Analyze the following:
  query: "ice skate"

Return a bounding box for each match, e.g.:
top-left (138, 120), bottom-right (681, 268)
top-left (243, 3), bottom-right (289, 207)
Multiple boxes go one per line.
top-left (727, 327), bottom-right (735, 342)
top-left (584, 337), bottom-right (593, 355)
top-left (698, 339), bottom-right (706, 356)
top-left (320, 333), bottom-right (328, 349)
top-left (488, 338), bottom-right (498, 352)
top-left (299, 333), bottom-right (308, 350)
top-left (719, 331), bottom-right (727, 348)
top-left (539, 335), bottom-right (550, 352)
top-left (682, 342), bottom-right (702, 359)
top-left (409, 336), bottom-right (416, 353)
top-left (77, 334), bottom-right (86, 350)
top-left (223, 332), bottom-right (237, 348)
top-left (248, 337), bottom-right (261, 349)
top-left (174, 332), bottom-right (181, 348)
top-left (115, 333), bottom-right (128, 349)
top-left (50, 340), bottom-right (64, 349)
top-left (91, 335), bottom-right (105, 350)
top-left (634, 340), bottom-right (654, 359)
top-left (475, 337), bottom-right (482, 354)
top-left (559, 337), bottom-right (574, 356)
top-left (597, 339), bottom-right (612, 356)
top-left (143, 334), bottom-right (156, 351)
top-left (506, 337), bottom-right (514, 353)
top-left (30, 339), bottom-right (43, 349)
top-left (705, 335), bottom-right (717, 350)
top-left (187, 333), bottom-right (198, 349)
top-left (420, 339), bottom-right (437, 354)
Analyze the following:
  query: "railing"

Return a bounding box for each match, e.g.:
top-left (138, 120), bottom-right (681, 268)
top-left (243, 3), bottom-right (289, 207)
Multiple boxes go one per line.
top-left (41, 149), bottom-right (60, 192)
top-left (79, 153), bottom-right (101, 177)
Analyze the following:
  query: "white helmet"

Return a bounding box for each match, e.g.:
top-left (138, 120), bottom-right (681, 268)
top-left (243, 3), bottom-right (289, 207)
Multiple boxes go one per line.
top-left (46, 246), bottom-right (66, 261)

> **WHAT TO WORK ON**: Print every record above exactly as it appears.

> **ANSWER TO THIS EXERCISE**:
Analyze the following:
  query: "ice skate"

Return a bounding box for each match, e.g.:
top-left (138, 120), bottom-right (681, 268)
top-left (243, 3), bottom-right (289, 207)
Multiple boxes go one per line.
top-left (727, 327), bottom-right (735, 342)
top-left (584, 337), bottom-right (593, 355)
top-left (698, 339), bottom-right (706, 356)
top-left (320, 333), bottom-right (328, 349)
top-left (488, 338), bottom-right (498, 352)
top-left (299, 333), bottom-right (308, 350)
top-left (719, 331), bottom-right (727, 348)
top-left (539, 335), bottom-right (550, 352)
top-left (682, 342), bottom-right (702, 359)
top-left (409, 336), bottom-right (416, 353)
top-left (77, 334), bottom-right (86, 350)
top-left (223, 332), bottom-right (237, 348)
top-left (248, 337), bottom-right (261, 349)
top-left (174, 332), bottom-right (181, 348)
top-left (115, 333), bottom-right (128, 349)
top-left (50, 340), bottom-right (64, 349)
top-left (91, 335), bottom-right (105, 350)
top-left (634, 340), bottom-right (654, 359)
top-left (475, 337), bottom-right (482, 354)
top-left (559, 337), bottom-right (574, 356)
top-left (597, 339), bottom-right (612, 356)
top-left (143, 334), bottom-right (156, 351)
top-left (506, 337), bottom-right (514, 353)
top-left (30, 339), bottom-right (43, 349)
top-left (705, 335), bottom-right (717, 350)
top-left (187, 333), bottom-right (198, 349)
top-left (420, 339), bottom-right (437, 354)
Analyze the following:
  query: "railing"

Return a bounding box for each match, e.g.:
top-left (138, 120), bottom-right (681, 268)
top-left (243, 3), bottom-right (289, 207)
Multiple boxes go one per line.
top-left (41, 149), bottom-right (60, 192)
top-left (79, 153), bottom-right (101, 177)
Analyze the following:
  query: "white helmet"

Return a bounding box for each match, e.g.:
top-left (138, 120), bottom-right (681, 268)
top-left (243, 3), bottom-right (289, 207)
Multiple boxes go one per line.
top-left (46, 246), bottom-right (66, 261)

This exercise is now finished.